Treat the line containing "the rear windshield" as the first line and the final line of the material below as the last; reproduce that range exactly.

GIVEN DATA:
•••

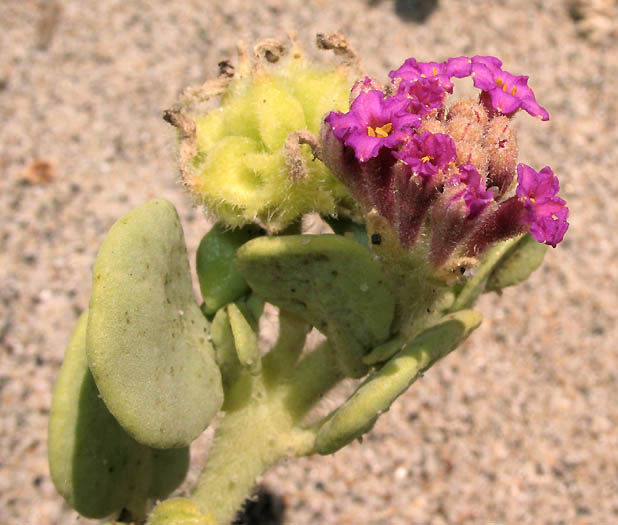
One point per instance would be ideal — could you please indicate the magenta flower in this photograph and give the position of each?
(426, 94)
(507, 93)
(373, 122)
(545, 212)
(454, 215)
(411, 71)
(472, 191)
(428, 153)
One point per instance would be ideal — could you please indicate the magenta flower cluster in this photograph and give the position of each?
(424, 167)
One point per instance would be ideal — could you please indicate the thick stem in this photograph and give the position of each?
(247, 442)
(261, 427)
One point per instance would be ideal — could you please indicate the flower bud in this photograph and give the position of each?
(238, 159)
(471, 110)
(502, 151)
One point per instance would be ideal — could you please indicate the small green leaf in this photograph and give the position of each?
(376, 394)
(245, 340)
(220, 281)
(96, 466)
(225, 351)
(517, 264)
(148, 346)
(348, 228)
(330, 281)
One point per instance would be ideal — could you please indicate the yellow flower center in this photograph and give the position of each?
(381, 131)
(505, 87)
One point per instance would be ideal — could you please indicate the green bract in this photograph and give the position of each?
(241, 165)
(94, 463)
(517, 264)
(148, 346)
(220, 282)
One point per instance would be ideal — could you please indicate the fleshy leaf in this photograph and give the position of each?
(220, 281)
(372, 398)
(245, 340)
(330, 281)
(518, 264)
(148, 346)
(96, 466)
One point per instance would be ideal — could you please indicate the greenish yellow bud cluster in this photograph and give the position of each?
(251, 158)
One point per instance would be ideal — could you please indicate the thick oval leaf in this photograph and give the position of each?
(96, 466)
(220, 281)
(360, 412)
(517, 264)
(148, 346)
(330, 281)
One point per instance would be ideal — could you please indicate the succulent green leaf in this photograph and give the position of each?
(330, 281)
(147, 339)
(360, 412)
(245, 340)
(225, 352)
(517, 264)
(220, 281)
(348, 228)
(96, 466)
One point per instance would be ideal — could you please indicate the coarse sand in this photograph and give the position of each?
(518, 426)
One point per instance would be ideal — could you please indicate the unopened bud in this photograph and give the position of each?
(502, 151)
(471, 110)
(467, 133)
(364, 85)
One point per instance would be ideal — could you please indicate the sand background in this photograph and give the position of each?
(518, 426)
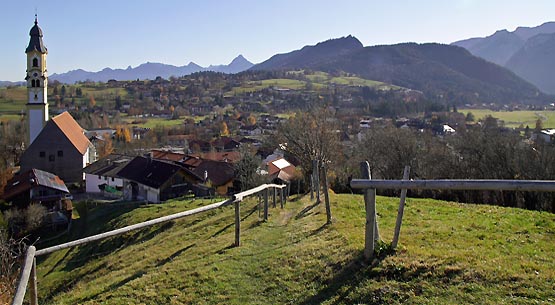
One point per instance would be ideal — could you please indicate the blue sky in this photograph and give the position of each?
(92, 35)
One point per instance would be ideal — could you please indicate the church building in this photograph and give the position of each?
(59, 145)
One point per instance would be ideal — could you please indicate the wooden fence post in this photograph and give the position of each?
(274, 197)
(370, 205)
(281, 192)
(33, 288)
(316, 172)
(401, 210)
(237, 223)
(326, 193)
(311, 186)
(266, 205)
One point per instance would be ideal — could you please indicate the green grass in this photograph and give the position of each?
(12, 100)
(516, 118)
(449, 254)
(319, 80)
(153, 122)
(283, 83)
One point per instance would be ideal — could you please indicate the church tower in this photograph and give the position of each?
(37, 83)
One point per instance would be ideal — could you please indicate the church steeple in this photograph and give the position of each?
(37, 83)
(35, 43)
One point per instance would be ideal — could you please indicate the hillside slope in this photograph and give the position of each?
(438, 70)
(527, 51)
(449, 254)
(535, 62)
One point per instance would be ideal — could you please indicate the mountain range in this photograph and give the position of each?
(149, 71)
(436, 69)
(527, 51)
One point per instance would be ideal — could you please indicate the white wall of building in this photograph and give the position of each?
(93, 181)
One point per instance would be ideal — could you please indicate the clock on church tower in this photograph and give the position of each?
(37, 83)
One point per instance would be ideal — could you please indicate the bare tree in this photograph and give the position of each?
(311, 136)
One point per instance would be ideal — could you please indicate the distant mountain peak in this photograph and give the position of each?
(527, 51)
(150, 70)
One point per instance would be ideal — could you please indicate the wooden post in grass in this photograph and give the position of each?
(401, 210)
(274, 197)
(266, 205)
(237, 223)
(316, 173)
(33, 282)
(370, 205)
(281, 192)
(326, 193)
(311, 186)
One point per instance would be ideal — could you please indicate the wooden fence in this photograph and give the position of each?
(28, 270)
(370, 185)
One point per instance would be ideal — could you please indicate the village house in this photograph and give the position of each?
(218, 175)
(252, 130)
(102, 175)
(152, 180)
(60, 148)
(39, 187)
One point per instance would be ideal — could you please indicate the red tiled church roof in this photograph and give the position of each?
(72, 131)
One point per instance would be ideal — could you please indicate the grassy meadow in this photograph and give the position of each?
(514, 119)
(449, 253)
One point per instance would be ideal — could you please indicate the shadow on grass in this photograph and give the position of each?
(306, 211)
(92, 250)
(115, 286)
(348, 277)
(176, 254)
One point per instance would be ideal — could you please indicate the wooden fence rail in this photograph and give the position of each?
(28, 270)
(370, 185)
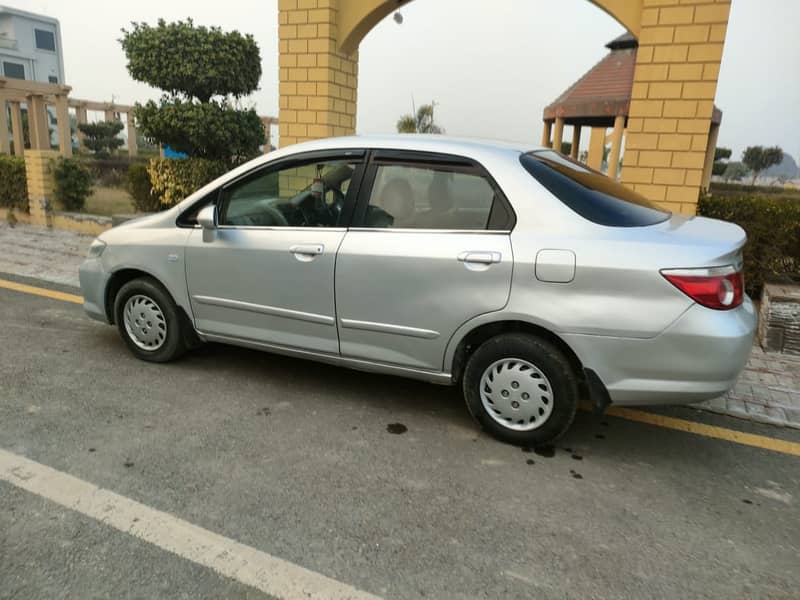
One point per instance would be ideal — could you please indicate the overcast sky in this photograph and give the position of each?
(491, 72)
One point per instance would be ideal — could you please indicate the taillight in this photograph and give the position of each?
(720, 288)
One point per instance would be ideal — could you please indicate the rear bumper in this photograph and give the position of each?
(93, 280)
(698, 357)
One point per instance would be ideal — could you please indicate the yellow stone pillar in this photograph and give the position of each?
(616, 146)
(81, 117)
(318, 82)
(597, 146)
(16, 128)
(576, 142)
(37, 123)
(672, 99)
(708, 167)
(133, 143)
(558, 134)
(64, 129)
(546, 130)
(41, 185)
(5, 146)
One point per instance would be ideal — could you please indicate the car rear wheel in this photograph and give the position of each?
(521, 389)
(148, 321)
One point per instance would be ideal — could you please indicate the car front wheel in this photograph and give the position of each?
(521, 389)
(148, 321)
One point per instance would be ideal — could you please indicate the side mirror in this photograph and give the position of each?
(207, 217)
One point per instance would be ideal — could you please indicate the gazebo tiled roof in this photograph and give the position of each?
(604, 91)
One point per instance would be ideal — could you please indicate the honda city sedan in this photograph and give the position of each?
(526, 278)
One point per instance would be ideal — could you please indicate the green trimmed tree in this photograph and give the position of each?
(204, 73)
(735, 171)
(758, 159)
(419, 122)
(101, 137)
(721, 156)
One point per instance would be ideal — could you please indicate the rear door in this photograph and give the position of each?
(430, 249)
(266, 274)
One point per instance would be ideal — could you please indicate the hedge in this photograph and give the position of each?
(73, 181)
(718, 187)
(173, 179)
(141, 189)
(13, 183)
(773, 233)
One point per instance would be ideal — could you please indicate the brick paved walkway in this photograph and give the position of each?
(768, 390)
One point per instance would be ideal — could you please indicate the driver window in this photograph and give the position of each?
(301, 195)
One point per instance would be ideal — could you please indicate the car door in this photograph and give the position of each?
(430, 250)
(265, 273)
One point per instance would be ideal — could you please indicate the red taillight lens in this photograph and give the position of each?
(719, 288)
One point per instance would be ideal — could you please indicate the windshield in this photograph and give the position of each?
(591, 194)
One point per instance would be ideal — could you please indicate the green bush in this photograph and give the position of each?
(738, 188)
(73, 181)
(773, 233)
(174, 179)
(13, 184)
(141, 189)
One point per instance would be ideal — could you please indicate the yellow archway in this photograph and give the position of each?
(356, 19)
(675, 81)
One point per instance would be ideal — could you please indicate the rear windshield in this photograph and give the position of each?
(591, 194)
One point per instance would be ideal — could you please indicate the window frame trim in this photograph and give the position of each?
(17, 64)
(354, 155)
(36, 45)
(455, 163)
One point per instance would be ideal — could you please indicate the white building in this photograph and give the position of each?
(30, 46)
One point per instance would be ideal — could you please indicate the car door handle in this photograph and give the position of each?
(307, 249)
(481, 258)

•••

FULL SOLUTION:
One point per instance would be ideal — could you please indicate the rear windshield in this photograph and give the position of each?
(591, 194)
One point per instance would be ideal — could you please indicate the window frame trim in this photograph and give the position of each?
(17, 64)
(354, 155)
(36, 45)
(455, 163)
One point per instance would be ideal — could you please indicate the white building in this photograph and give the position of each?
(30, 46)
One point per instance would be ideal — could you please indicate the car door handle in this photograph and give the position of each?
(307, 249)
(481, 258)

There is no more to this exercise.